* **WHAT THE TASK REQUIRES**: Working from the line that contains "Would you mind marking the vending" down to the last line below, repeat each line exactly.

>> Begin

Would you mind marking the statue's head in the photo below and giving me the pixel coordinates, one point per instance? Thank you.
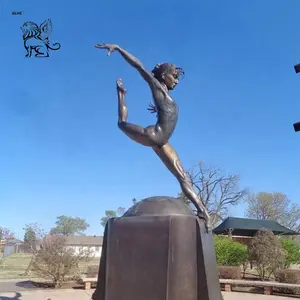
(168, 74)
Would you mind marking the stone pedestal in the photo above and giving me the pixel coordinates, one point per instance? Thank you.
(157, 251)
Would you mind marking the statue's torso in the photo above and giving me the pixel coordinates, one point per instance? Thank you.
(167, 115)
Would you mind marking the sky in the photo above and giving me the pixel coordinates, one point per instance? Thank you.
(61, 150)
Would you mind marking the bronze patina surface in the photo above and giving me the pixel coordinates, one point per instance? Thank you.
(163, 78)
(159, 250)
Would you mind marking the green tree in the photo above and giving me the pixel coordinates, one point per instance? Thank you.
(292, 252)
(66, 225)
(229, 252)
(274, 206)
(266, 253)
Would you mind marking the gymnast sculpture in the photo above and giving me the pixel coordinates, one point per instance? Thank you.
(161, 80)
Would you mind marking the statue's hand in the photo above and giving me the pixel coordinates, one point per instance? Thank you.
(152, 108)
(120, 86)
(110, 47)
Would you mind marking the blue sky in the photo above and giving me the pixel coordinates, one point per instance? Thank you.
(61, 150)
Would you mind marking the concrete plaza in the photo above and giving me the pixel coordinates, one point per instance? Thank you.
(73, 294)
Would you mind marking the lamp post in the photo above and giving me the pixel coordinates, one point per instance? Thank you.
(297, 124)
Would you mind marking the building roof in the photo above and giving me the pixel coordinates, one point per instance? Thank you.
(79, 240)
(249, 227)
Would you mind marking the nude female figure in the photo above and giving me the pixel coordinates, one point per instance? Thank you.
(161, 80)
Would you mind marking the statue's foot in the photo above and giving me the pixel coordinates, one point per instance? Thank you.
(120, 87)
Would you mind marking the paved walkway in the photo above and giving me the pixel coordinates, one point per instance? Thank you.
(86, 295)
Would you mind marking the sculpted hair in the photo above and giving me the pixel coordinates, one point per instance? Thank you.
(166, 68)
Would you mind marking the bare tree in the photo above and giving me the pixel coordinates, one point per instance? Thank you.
(56, 261)
(33, 236)
(217, 190)
(274, 206)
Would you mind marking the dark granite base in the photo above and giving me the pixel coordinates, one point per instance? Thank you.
(157, 257)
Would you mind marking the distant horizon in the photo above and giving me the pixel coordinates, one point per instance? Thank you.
(62, 152)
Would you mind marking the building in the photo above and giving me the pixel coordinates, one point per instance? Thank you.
(243, 230)
(83, 243)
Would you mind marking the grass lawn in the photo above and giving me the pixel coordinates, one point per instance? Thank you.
(14, 266)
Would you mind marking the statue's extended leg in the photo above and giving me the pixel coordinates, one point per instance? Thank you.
(170, 158)
(135, 132)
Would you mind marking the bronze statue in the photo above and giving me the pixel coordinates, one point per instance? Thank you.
(161, 80)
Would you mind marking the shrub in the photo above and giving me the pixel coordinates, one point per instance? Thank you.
(229, 252)
(292, 252)
(288, 276)
(230, 272)
(266, 253)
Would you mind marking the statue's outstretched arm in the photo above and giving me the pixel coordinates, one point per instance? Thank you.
(133, 61)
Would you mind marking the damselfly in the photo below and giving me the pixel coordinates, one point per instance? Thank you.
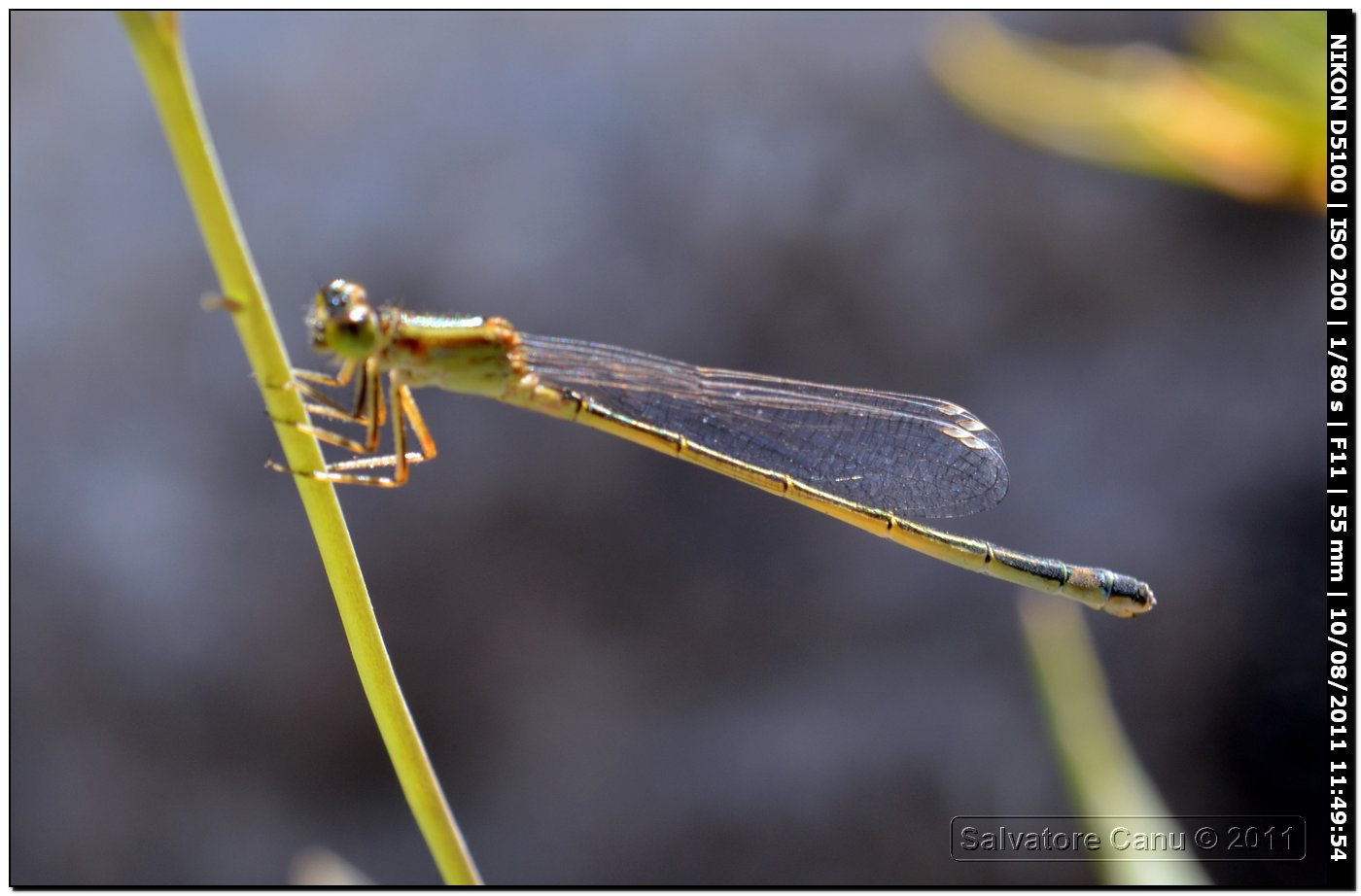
(868, 459)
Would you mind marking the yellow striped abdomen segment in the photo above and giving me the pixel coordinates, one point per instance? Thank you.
(1099, 589)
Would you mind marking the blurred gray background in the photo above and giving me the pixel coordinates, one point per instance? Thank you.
(629, 670)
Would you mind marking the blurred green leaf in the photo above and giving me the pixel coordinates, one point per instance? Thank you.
(1242, 116)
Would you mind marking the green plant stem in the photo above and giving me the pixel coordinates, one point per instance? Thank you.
(156, 41)
(1099, 767)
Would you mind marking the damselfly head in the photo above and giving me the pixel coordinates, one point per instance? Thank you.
(342, 321)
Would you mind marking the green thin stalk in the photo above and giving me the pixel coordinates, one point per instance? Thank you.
(156, 41)
(1101, 770)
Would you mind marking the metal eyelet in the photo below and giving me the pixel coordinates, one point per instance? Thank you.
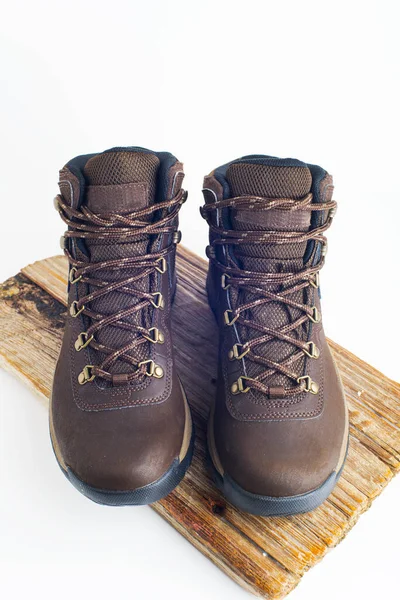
(152, 369)
(160, 300)
(227, 319)
(225, 285)
(155, 336)
(73, 309)
(237, 352)
(176, 237)
(238, 388)
(315, 317)
(312, 351)
(311, 386)
(315, 282)
(72, 276)
(163, 268)
(82, 341)
(86, 375)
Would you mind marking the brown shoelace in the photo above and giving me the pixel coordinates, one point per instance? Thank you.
(112, 227)
(257, 283)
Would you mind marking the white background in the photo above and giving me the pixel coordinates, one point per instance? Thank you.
(209, 81)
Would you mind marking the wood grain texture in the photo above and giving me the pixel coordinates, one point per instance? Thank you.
(266, 556)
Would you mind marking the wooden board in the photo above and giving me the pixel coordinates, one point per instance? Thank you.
(267, 556)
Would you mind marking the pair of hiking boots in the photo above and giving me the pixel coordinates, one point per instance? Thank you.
(120, 422)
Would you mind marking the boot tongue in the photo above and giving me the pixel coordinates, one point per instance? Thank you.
(267, 181)
(120, 182)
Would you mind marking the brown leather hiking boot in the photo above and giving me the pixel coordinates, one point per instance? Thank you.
(278, 434)
(119, 420)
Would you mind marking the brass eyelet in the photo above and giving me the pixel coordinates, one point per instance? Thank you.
(152, 369)
(225, 285)
(86, 375)
(315, 282)
(238, 388)
(227, 319)
(332, 212)
(159, 303)
(73, 309)
(315, 317)
(163, 268)
(82, 341)
(237, 352)
(155, 336)
(312, 350)
(311, 386)
(176, 237)
(72, 276)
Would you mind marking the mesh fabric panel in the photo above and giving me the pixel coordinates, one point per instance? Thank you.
(270, 182)
(113, 168)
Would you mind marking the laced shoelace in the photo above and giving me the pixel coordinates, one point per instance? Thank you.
(257, 284)
(112, 227)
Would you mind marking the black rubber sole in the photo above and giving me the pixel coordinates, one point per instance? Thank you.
(271, 506)
(145, 495)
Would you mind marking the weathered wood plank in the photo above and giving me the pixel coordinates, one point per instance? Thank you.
(266, 556)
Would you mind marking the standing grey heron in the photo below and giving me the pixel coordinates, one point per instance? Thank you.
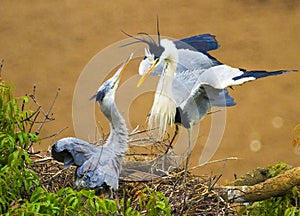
(191, 81)
(98, 166)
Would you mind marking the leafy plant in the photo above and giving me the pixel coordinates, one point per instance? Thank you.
(20, 190)
(16, 180)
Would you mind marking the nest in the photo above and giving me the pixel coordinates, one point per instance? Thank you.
(186, 193)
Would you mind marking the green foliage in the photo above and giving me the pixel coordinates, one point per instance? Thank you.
(287, 205)
(149, 201)
(20, 190)
(16, 180)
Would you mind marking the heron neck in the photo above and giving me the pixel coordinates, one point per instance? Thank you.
(118, 136)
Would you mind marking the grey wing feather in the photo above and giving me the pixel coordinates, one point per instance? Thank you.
(195, 107)
(102, 167)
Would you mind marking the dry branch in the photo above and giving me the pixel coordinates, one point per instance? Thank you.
(272, 187)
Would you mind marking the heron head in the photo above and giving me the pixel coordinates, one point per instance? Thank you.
(169, 55)
(109, 87)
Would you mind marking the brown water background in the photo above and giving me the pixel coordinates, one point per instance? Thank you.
(48, 43)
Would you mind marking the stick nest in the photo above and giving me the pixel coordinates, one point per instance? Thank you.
(190, 194)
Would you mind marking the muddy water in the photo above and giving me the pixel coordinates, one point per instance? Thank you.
(49, 43)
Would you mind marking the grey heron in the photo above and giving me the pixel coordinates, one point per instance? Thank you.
(191, 81)
(98, 166)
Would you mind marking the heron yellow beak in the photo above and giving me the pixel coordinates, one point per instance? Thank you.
(121, 70)
(148, 72)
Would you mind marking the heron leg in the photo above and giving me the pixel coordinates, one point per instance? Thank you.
(188, 154)
(173, 138)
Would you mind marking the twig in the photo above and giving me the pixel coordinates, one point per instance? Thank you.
(214, 161)
(55, 134)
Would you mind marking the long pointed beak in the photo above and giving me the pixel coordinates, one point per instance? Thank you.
(148, 72)
(121, 70)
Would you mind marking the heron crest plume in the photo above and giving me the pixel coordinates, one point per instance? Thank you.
(162, 113)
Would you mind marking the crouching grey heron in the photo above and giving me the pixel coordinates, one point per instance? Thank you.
(191, 81)
(98, 166)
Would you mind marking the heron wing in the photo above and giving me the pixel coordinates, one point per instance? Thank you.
(102, 167)
(222, 76)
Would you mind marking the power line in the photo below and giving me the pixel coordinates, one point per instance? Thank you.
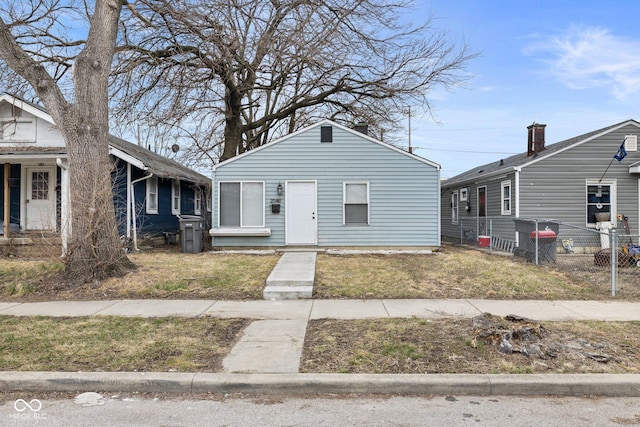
(465, 151)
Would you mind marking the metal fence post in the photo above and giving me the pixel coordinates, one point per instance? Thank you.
(613, 243)
(537, 232)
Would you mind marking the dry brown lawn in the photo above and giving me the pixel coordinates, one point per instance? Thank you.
(447, 346)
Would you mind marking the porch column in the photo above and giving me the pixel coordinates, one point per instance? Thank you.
(65, 206)
(7, 201)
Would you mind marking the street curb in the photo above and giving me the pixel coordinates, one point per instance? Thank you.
(609, 385)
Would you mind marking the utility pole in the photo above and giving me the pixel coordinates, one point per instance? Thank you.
(410, 147)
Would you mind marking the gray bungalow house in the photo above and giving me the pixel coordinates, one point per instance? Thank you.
(570, 181)
(326, 185)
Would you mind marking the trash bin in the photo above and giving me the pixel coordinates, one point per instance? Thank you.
(546, 244)
(191, 234)
(526, 229)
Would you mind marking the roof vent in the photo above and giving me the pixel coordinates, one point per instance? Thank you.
(535, 138)
(362, 127)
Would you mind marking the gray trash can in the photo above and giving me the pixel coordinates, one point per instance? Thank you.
(191, 234)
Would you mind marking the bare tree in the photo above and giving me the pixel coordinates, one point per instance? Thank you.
(239, 72)
(36, 42)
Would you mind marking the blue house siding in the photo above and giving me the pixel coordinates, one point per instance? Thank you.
(14, 193)
(403, 189)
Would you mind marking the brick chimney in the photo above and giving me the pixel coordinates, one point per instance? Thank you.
(535, 138)
(362, 127)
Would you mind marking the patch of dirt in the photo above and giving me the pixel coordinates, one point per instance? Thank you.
(483, 345)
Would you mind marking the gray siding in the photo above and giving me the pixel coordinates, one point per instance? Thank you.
(404, 191)
(555, 187)
(499, 225)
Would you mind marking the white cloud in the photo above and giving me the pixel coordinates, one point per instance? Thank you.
(592, 57)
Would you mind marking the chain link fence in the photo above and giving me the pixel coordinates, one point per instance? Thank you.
(599, 255)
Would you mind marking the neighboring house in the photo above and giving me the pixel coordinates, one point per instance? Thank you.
(326, 185)
(569, 181)
(150, 191)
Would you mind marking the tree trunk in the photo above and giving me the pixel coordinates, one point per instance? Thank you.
(95, 251)
(233, 124)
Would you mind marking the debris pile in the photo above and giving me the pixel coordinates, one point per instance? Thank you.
(516, 334)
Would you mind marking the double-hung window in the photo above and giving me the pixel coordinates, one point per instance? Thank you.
(197, 201)
(454, 207)
(505, 192)
(601, 201)
(241, 204)
(356, 203)
(175, 197)
(152, 195)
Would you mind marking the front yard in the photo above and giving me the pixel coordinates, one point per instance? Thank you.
(453, 272)
(373, 346)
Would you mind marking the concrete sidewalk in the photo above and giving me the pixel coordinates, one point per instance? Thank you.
(266, 358)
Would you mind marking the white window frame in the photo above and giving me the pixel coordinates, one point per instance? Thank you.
(242, 183)
(152, 184)
(197, 201)
(455, 206)
(503, 185)
(613, 190)
(344, 203)
(175, 197)
(464, 194)
(631, 143)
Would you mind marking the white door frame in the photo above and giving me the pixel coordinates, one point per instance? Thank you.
(288, 211)
(26, 198)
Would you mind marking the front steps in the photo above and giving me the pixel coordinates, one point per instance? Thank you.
(292, 277)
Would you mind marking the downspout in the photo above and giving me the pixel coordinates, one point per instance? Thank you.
(133, 210)
(517, 197)
(65, 207)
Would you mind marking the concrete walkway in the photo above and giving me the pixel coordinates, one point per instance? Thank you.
(292, 277)
(266, 358)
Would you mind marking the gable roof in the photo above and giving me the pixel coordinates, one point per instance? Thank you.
(136, 155)
(325, 123)
(521, 160)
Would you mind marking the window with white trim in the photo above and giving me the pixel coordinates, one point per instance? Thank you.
(505, 195)
(454, 207)
(631, 143)
(197, 201)
(464, 194)
(356, 203)
(241, 204)
(152, 195)
(601, 201)
(175, 197)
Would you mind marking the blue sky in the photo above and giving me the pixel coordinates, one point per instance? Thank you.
(572, 65)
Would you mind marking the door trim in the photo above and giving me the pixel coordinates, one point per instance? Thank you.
(52, 196)
(287, 211)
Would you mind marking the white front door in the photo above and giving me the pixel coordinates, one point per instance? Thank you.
(301, 213)
(40, 208)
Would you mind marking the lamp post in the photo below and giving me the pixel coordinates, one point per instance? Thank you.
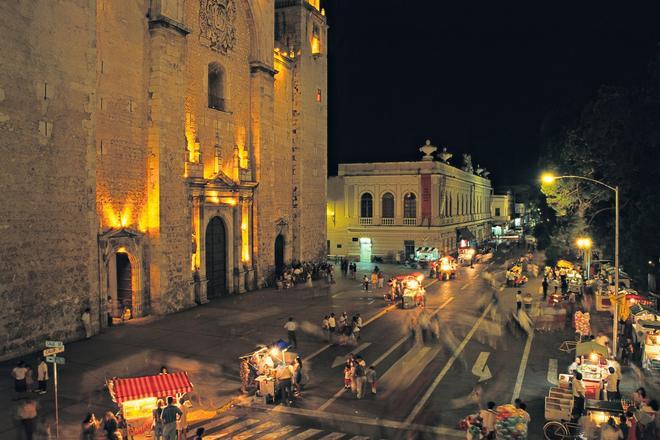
(549, 178)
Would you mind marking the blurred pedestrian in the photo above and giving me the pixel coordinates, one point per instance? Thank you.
(27, 414)
(157, 423)
(18, 373)
(290, 327)
(169, 417)
(371, 378)
(42, 375)
(88, 427)
(86, 318)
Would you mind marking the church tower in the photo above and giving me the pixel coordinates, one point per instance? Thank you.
(301, 31)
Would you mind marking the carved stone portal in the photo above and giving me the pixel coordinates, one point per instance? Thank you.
(216, 19)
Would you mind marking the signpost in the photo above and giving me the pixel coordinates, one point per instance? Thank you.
(52, 348)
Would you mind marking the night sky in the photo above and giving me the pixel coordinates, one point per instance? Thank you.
(479, 80)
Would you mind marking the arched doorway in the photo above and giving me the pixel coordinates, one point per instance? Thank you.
(279, 254)
(124, 282)
(216, 258)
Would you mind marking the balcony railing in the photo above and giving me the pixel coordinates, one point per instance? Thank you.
(217, 102)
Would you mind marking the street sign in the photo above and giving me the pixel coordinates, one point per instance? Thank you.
(55, 360)
(53, 344)
(52, 351)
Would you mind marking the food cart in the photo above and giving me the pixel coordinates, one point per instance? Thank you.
(137, 397)
(259, 369)
(445, 268)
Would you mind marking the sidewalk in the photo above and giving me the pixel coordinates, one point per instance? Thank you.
(205, 341)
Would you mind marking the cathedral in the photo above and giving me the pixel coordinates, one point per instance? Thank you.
(156, 154)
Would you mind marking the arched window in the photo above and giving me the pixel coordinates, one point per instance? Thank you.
(387, 206)
(410, 206)
(217, 98)
(366, 206)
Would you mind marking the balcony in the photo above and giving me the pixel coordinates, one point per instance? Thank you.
(217, 103)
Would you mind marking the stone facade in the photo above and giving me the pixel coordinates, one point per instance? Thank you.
(156, 149)
(388, 209)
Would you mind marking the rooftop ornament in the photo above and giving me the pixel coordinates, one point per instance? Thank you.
(428, 150)
(445, 156)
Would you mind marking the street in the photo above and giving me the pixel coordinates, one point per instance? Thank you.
(423, 389)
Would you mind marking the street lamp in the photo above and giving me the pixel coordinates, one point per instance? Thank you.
(550, 178)
(584, 244)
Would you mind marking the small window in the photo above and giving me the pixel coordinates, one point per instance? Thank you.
(410, 206)
(366, 206)
(316, 41)
(217, 87)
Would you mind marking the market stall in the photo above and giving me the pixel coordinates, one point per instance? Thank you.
(137, 397)
(259, 370)
(445, 268)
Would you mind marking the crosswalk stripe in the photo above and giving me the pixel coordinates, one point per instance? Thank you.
(217, 422)
(333, 436)
(306, 434)
(279, 433)
(256, 430)
(233, 428)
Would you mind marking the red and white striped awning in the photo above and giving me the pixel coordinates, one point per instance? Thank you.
(162, 385)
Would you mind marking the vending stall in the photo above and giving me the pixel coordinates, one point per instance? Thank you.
(137, 397)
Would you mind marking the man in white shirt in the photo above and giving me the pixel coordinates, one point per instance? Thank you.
(290, 327)
(578, 396)
(42, 375)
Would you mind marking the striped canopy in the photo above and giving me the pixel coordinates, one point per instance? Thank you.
(162, 385)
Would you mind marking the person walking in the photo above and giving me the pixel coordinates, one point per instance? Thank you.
(27, 414)
(182, 423)
(360, 376)
(88, 427)
(169, 417)
(157, 423)
(86, 318)
(111, 426)
(20, 384)
(371, 378)
(42, 376)
(290, 327)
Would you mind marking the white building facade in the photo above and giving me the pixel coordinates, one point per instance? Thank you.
(389, 209)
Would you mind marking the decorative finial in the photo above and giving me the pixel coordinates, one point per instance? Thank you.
(428, 150)
(445, 156)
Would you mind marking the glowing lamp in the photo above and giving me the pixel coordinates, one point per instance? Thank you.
(548, 178)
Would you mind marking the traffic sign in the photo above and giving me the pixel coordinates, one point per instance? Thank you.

>> End

* **RESPONSE**:
Would you mind marking the vending stall in the photo above and giving me the pixel coordinates, one point per instance? Thank you.
(137, 397)
Would you mind marking the man in white shirt in the photo above and giving me the pixel coordinates, one point per instance? Thank you.
(290, 327)
(578, 396)
(42, 375)
Would you mind marking the striped canopy in the photo above and giving me the pixel coordinates, one point per instance? Thank you.
(162, 385)
Would you mind marking the person walking in the photo above and giving me the pixel coordinates, one point per instance? Thank you.
(27, 414)
(182, 423)
(360, 376)
(88, 427)
(169, 417)
(157, 423)
(86, 318)
(111, 426)
(20, 384)
(371, 378)
(42, 376)
(290, 327)
Would you mind marking the white building facade in the photo above and giving me the pixel coordinates, one point per instance? Thank you.
(389, 209)
Would you mind marking the decorative finial in the photo above and giving me the pixel coordinates, one point per instance? Thank you.
(428, 150)
(445, 156)
Would you mind marking the glowing lamp in the photo above and giving me the pixel coordinates, one point per instance? Thank you.
(548, 178)
Would you mind marking the traffic sign in the photo above and giving me the pixel coordinates, one point per instance? Thank you.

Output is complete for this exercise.